Source data:
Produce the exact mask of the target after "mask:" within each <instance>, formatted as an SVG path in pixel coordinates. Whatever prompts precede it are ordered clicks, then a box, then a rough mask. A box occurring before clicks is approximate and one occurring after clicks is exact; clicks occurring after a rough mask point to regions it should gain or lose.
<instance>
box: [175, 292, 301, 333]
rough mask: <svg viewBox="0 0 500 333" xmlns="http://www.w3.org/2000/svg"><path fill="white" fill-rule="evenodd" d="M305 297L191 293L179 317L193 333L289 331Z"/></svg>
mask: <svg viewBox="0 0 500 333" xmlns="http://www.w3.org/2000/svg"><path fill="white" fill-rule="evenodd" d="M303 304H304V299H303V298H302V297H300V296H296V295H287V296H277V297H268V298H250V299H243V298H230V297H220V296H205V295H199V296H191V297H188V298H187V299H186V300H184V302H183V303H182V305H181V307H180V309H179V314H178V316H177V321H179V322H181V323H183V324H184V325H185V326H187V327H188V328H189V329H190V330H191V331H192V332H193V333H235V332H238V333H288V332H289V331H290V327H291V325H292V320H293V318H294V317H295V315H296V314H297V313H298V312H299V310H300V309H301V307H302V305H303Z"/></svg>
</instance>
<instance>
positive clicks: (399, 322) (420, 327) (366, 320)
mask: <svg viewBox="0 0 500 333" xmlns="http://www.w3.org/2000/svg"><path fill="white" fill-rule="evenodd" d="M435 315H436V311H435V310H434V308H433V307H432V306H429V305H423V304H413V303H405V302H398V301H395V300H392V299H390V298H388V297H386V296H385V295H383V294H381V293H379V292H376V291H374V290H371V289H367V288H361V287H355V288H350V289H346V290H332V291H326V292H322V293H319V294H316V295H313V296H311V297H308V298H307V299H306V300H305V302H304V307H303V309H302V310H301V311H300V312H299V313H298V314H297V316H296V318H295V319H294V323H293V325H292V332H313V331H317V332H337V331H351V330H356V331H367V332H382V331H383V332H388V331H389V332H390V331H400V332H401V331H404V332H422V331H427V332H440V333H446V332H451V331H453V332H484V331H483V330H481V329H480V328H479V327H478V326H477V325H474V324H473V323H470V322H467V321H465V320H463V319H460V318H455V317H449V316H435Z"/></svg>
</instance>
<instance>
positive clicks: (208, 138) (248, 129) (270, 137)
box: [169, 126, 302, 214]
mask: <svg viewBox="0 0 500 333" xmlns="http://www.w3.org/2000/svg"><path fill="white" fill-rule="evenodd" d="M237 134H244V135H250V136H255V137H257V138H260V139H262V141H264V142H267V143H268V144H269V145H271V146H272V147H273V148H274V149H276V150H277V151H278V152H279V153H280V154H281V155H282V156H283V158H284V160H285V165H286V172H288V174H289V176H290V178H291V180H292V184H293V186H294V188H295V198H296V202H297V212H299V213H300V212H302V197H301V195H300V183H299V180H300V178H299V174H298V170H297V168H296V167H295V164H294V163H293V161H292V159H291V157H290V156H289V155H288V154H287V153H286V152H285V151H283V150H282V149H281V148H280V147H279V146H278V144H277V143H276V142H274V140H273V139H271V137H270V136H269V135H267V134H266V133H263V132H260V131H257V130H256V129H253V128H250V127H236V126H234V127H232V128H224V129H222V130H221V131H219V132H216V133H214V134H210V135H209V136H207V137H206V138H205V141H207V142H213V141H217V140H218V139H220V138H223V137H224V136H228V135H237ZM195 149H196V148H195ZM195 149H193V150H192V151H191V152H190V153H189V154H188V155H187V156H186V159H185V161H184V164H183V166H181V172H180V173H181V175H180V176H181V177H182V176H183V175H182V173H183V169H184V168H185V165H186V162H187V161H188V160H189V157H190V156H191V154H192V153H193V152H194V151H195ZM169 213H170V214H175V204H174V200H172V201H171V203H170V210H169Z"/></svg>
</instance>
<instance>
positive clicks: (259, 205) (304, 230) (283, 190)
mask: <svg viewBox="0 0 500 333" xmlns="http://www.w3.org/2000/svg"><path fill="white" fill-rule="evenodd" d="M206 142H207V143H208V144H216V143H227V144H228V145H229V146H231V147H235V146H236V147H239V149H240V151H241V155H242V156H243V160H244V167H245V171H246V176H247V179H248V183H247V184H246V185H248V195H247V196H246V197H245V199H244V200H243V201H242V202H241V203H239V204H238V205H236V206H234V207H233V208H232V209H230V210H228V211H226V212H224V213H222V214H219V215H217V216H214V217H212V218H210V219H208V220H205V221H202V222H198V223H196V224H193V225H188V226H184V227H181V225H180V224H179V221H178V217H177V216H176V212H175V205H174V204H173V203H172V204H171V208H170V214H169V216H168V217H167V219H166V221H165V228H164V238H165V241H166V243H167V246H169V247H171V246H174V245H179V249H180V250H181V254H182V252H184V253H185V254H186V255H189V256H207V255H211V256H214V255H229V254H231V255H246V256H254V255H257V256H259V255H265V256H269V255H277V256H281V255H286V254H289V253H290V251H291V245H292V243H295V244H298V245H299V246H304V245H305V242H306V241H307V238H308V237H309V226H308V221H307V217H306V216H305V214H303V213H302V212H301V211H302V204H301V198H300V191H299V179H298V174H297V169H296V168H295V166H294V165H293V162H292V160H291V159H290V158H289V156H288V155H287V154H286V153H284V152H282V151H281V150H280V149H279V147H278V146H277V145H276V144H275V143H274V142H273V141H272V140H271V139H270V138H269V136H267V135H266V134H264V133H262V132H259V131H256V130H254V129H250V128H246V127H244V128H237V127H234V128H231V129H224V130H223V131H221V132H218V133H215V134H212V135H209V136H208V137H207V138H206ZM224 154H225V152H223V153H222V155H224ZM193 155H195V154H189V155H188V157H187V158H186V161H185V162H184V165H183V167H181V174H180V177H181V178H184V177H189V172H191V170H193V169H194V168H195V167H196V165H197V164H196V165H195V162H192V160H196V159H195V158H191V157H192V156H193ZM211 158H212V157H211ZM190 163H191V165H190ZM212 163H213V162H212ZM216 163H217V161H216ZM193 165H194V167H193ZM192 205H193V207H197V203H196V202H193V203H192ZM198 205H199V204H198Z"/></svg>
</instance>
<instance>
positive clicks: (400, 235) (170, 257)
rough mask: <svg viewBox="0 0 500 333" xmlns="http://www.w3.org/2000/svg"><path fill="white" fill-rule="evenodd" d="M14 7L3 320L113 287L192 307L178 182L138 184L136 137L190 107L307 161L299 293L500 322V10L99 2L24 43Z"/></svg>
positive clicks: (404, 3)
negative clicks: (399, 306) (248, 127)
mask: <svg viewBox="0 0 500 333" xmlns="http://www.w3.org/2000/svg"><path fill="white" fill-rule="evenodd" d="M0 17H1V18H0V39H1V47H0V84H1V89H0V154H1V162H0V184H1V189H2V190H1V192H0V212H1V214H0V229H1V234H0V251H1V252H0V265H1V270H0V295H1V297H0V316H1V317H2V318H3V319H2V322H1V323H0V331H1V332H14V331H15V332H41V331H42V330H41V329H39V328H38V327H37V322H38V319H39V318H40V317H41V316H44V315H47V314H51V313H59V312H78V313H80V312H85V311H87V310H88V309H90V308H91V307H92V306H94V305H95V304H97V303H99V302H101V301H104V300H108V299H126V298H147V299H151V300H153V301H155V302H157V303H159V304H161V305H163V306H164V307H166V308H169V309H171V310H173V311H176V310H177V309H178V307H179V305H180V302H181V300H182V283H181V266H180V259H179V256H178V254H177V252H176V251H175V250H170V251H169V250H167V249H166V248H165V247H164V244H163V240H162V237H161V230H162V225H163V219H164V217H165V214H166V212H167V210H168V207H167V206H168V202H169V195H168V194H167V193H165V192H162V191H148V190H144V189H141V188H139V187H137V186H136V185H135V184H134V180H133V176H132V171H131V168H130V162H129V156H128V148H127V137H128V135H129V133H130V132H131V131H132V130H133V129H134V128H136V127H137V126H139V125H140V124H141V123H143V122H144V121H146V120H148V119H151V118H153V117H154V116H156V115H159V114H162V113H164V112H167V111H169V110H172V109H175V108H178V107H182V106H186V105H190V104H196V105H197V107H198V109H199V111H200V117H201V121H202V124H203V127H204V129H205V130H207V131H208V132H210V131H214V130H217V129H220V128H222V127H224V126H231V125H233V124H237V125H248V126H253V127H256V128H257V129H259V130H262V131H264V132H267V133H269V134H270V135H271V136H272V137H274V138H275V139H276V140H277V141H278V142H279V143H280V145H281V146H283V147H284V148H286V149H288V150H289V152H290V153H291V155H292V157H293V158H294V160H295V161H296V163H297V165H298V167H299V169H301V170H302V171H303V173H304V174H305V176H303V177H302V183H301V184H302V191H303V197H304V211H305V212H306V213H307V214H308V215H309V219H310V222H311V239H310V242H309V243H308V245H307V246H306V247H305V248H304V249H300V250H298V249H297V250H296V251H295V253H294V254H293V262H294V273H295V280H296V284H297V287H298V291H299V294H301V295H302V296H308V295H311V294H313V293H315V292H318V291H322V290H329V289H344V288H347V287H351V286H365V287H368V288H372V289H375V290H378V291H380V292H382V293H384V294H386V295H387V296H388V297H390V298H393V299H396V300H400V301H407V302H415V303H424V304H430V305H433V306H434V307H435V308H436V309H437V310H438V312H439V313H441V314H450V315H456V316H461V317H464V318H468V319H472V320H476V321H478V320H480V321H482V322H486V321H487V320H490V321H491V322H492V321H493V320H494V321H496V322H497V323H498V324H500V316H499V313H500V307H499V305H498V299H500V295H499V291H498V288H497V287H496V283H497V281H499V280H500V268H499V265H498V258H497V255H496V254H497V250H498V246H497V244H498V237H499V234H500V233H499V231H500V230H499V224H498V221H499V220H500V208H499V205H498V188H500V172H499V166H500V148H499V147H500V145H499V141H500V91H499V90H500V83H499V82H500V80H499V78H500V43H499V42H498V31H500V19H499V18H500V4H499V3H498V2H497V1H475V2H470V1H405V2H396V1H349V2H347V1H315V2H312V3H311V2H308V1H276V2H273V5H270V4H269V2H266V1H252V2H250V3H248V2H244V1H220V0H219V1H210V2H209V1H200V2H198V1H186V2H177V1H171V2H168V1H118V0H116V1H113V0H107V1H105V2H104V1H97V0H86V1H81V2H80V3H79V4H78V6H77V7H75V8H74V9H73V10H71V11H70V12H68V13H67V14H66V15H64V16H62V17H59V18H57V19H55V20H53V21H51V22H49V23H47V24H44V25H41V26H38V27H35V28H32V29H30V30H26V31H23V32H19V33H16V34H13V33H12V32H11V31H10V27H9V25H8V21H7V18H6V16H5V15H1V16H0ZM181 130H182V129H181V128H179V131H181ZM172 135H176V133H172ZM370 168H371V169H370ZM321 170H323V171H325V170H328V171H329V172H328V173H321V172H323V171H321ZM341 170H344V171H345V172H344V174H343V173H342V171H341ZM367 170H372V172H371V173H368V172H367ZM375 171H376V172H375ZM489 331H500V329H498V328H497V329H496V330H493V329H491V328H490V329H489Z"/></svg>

Work to be completed: Start with the line above that contains "7L3 320L113 287L192" and stop after the line that contains "positive clicks: (404, 3)". Output those lines exactly, and only those.

Answer space:
rough mask: <svg viewBox="0 0 500 333" xmlns="http://www.w3.org/2000/svg"><path fill="white" fill-rule="evenodd" d="M14 7L3 320L113 287L192 307L178 182L138 184L136 137L190 107L307 161L299 293L500 322V10L99 2L24 43Z"/></svg>
positive clicks: (404, 3)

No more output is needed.